[Records contained in a dataset]
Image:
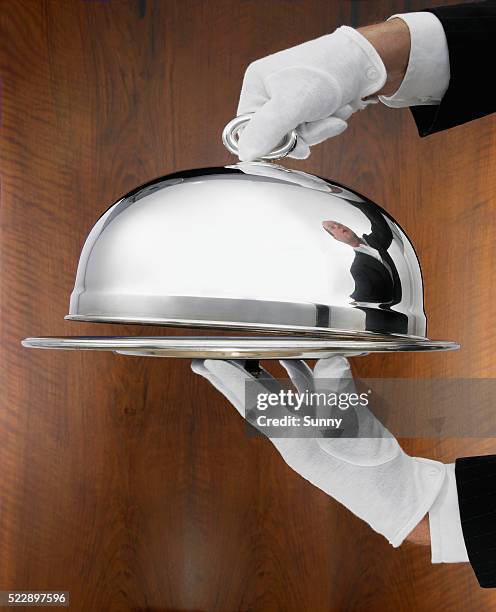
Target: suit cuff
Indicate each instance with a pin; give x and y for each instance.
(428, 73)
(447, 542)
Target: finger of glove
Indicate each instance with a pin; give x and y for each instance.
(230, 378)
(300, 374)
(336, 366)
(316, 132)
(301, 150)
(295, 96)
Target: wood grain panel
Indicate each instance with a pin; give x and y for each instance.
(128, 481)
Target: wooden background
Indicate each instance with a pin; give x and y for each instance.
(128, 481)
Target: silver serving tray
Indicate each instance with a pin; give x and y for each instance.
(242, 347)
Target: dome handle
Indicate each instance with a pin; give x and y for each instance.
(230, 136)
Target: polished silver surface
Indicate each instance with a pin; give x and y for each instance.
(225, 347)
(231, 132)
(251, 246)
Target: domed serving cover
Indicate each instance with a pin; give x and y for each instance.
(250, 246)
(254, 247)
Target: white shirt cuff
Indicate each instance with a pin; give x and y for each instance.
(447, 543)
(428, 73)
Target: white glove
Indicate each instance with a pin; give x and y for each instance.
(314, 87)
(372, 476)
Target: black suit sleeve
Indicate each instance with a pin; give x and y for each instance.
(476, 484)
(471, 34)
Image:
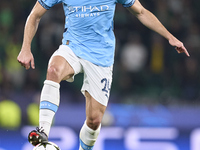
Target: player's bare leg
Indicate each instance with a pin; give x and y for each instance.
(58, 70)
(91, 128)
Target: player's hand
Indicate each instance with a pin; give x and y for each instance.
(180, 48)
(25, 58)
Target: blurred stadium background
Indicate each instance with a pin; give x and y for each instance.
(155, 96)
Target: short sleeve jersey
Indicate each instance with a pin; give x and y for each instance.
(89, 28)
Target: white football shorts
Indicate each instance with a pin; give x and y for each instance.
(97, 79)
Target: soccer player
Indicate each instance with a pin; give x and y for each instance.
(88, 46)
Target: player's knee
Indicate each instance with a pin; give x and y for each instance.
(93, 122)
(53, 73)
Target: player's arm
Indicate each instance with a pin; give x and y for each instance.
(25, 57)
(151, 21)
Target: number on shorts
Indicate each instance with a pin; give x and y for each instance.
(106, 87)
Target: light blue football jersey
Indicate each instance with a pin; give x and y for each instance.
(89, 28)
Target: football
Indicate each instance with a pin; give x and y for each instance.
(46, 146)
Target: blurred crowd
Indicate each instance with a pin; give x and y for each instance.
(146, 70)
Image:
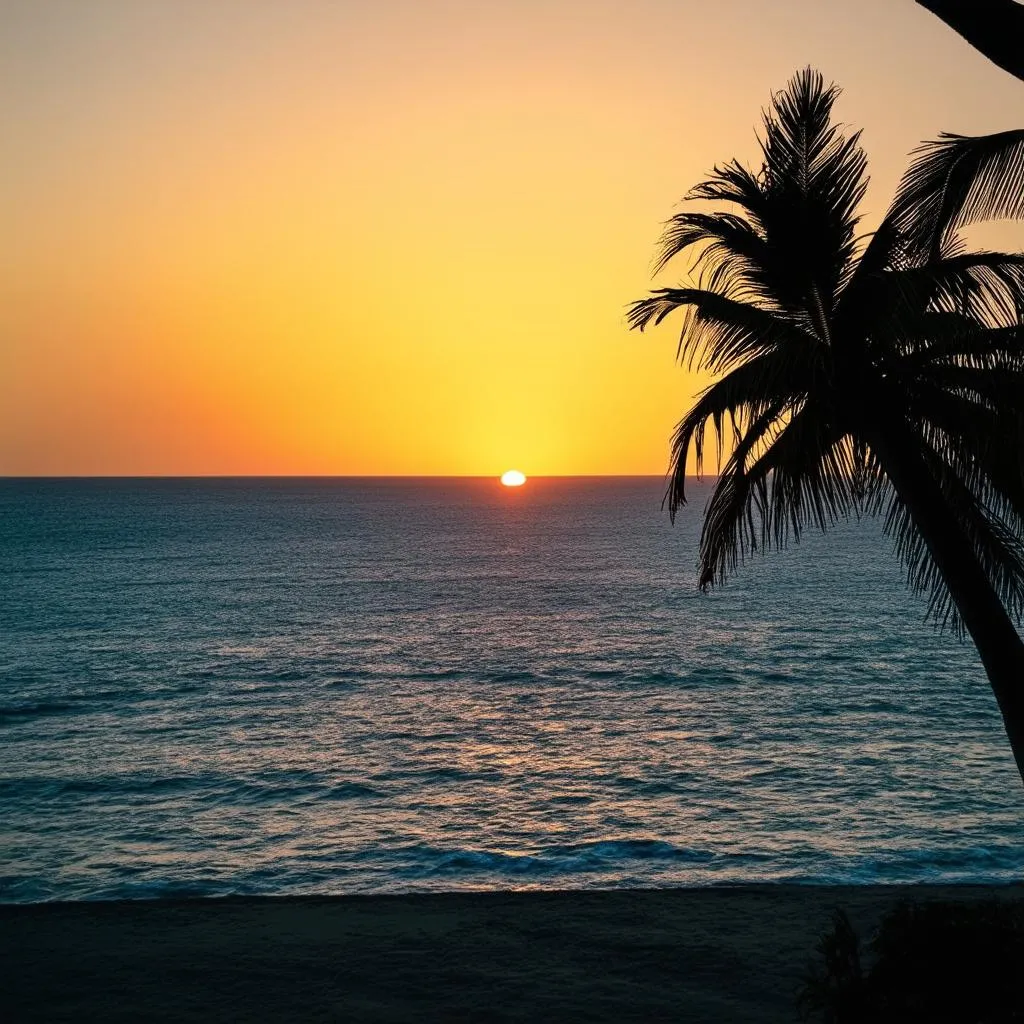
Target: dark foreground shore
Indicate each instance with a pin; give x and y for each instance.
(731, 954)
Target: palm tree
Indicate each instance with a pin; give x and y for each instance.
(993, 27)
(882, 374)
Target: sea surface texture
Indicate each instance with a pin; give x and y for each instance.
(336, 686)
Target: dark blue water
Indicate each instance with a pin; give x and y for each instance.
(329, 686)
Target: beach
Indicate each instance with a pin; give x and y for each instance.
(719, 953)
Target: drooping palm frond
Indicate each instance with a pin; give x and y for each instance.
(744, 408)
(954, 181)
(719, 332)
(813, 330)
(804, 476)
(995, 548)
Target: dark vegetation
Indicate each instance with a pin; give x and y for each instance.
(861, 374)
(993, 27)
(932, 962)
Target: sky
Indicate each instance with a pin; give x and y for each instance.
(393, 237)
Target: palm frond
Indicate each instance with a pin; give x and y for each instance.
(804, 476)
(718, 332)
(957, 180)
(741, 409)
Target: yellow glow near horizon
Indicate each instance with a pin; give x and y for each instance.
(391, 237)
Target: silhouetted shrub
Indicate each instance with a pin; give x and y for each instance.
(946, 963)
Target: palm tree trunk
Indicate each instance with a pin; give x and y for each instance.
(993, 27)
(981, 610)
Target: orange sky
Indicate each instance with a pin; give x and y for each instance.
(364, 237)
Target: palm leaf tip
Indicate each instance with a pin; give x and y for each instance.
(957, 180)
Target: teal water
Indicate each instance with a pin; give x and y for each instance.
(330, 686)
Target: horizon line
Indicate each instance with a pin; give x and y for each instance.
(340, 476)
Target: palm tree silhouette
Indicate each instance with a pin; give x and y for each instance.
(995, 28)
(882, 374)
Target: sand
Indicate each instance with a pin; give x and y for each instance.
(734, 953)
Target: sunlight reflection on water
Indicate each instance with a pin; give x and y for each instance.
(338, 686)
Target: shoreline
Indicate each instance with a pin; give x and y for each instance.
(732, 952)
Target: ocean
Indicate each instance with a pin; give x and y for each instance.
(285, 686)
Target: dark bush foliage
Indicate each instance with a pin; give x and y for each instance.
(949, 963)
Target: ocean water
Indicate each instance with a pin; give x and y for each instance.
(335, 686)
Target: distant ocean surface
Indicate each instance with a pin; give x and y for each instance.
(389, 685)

Assignment: Set each line of the records down exactly, leaving every picture out.

Result for this exercise:
Image:
Target: suit cuff
Indicate each instance with a pin; give x and y for each instance.
(428, 73)
(447, 542)
Target: finger of glove
Indicate each instance with a pin; give x and y for each instance.
(230, 378)
(300, 374)
(336, 366)
(316, 132)
(301, 150)
(295, 96)
Target: wood grain panel
Indicate each instance with a pin; give x and y for each instance.
(128, 481)
Target: wooden background
Indicate each instance with a pin; give x and y for each instance.
(128, 481)
Target: silver serving tray
Indicate each instance with a pin; give x and y for each instance.
(242, 347)
Target: dome handle
Indicate each instance with a pin; give x and y for each instance.
(230, 136)
Target: polished silver surface
Indicate each instance with a pin; give x and y for each instance.
(225, 347)
(231, 132)
(251, 246)
Target: domed serving cover
Indicate each instance with a pin; give x and y for each instance.
(250, 246)
(254, 247)
Target: white shirt cuff
Indicate each instance with a pin; give x and y for each instance.
(447, 543)
(428, 73)
Target: white glove
Indicate each instance with a pin; give x and y for each instance.
(314, 87)
(372, 476)
Target: black suit sleeve
Indicate each instance with a pin; give x and y for each instance.
(476, 484)
(471, 34)
Image:
Target: player's bare leg
Indicate each instance with a pin; give x and y for each instance.
(58, 70)
(91, 128)
Target: player's hand
Indicate each instance with a pin; give x and y for each instance.
(180, 48)
(25, 58)
Target: blurred stadium background
Indicate each instance with a pin; give x and y for each instance.
(155, 96)
Target: short sleeve jersey
Indicate each instance with a pin; give x and y for each instance.
(89, 28)
Target: white football shorts
Indicate each instance with a pin; give x and y for each instance.
(97, 79)
Target: soccer player
Indicate each instance with a pin; give x and y for each instance.
(88, 46)
Target: player's knee
Indicate each instance with a pin; give x and y for each instance.
(93, 122)
(53, 73)
Target: player's arm
Indicate each instance with a pin; give x and y for each instance.
(25, 57)
(151, 21)
Target: number on shorts
Indicate each instance with a pin; give x and y for each instance.
(106, 87)
Target: light blue football jersey
Indicate each instance with a pin; give x and y for each instance.
(89, 28)
Target: football
Indicate each instance with a pin; give x and y for each instance.
(46, 146)
Target: blurred crowd
Indicate each instance with a pin; give x and y for each instance.
(146, 70)
Image:
Target: dark foreground shore
Indicate each instance with a pin; give x and y for each instance.
(731, 954)
Target: palm tree
Indicate each instance with a pin; give x and y for each instance.
(993, 27)
(882, 374)
Target: sea surface texture
Indicate each instance with a pin; give x and y for each instance.
(336, 686)
Target: dark blue water
Indicate each instance with a pin; give x and y for each instance.
(329, 686)
Target: beach
Indicate each instance with a pin; give x and y for each instance.
(719, 953)
Target: drooping palm frond
Indicate each instance with a pin; give x and y for each instance.
(744, 408)
(954, 181)
(719, 332)
(813, 330)
(804, 476)
(995, 548)
Target: dark vegetation
Indicate each instance with a pin; give x and y for each instance.
(861, 374)
(993, 27)
(932, 962)
Target: sky
Indicate each instance with a pin; give x and y for each instance.
(393, 237)
Target: palm frond
Indicate each instance with a pin; give x and y for each instance.
(804, 476)
(718, 332)
(957, 180)
(741, 409)
Target: yellow glow near horizon
Indicate each instance with a pin; give x and y for each instance.
(391, 237)
Target: silhouetted shrub
Indicate each instance with a pin; give x and y for each instance.
(946, 963)
Target: palm tree trunk
Indicate each instance with a pin; give x and y for each instance.
(993, 27)
(981, 610)
Target: orange sky
Indicate each instance with a pin; give x and y for each instance.
(364, 237)
Target: palm leaf tip
Indicate each instance with a pin; give x and y for each instance.
(957, 180)
Target: teal water
Indicate each instance with a pin; give x and y for each instance.
(330, 686)
Target: horizon line
Indicate each instance with a pin; give x and y for each instance.
(340, 476)
Target: palm tree silhouette
Indicate each instance with a pin; give x and y for each instance.
(995, 28)
(882, 374)
Target: sand
Indicate each instance with a pin; give x and y for each instance.
(734, 953)
Target: sunlight reflection on water
Indicate each instance with a pin; give x and y for each instance.
(338, 686)
Target: shoreline
Indicate each instance with a pin; give x and y for each instance.
(732, 952)
Target: ocean
Indicate each instance with a pin; give x and y for each instance.
(285, 686)
Target: dark bush foliage
Indicate each instance with a pin; give x and y for each instance.
(949, 963)
Target: ocean water
Indicate each instance with a pin; give x and y for each instance.
(335, 686)
Target: distant ocean surface
Indicate each instance with a pin; give x and y for each instance.
(389, 685)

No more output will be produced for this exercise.